**QUOTED PASSAGE:**
★ ★ ★ ★ ★ ★ ★

Sunday, February 21, 2021

Interview with Author B.L. Miller

 



B.L. MILLER

Tell your readers a little about yourself, where you grew up, where you live now, where you went to school etc. Let them get to know the personal you.


B L Miller was brought up in London, born during  WW2; he lived most of his early life in Ruislip, Middlesex, where he had a difficult period throughout his teenage years. He always knew he was a writer but only realised his ambition later in life after retirement. After leaving school with few qualifications and described publicly as a failure by his father, he picked himself up and worked hard to prove him wrong. After a career in computing, he moved out of London and now resides in a leafy rural idyll in Wiltshire, just a stone throw away from the much larger stones of Avebury and Stonehenge. B.L. Miller is married with three grown-up children and three grandchildren too.

 

What inspired you to author this book?

★ ★ ★ ★ ★ ★ ★

**DATASET EXCERPT:**

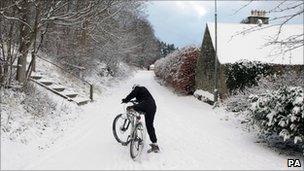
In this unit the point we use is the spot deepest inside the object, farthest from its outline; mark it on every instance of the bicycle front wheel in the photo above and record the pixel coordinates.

★ ★ ★ ★ ★ ★ ★

**EXERCISES TO COMPLETE:**
a: Translate this sentence from the B.L. Miller interview into Spanish: "B.L. Miller is married with three grown-up children and three grandchildren too."
b: According to the B.L. Miller interview, in which county does Miller now reside?
c: Do these statements agree with the B.L. Miller interview? For each, answer yes or no and quote the deciding words. (i) Miller spent most of his early life in Ruislip, Middlesex. (ii) Miller's father publicly called him a failure. (iii) Miller realized his ambition to write before he retired.

**WRITTEN ANSWERS:**
a: B.L. Miller está casado y tiene tres hijos adultos y también tres nietos.

b: Wiltshire.

c:
(i) Yes: "he lived most of his early life in Ruislip, Middlesex"
(ii) Yes: "described publicly as a failure by his father"
(iii) No: "only realised his ambition later in life after retirement"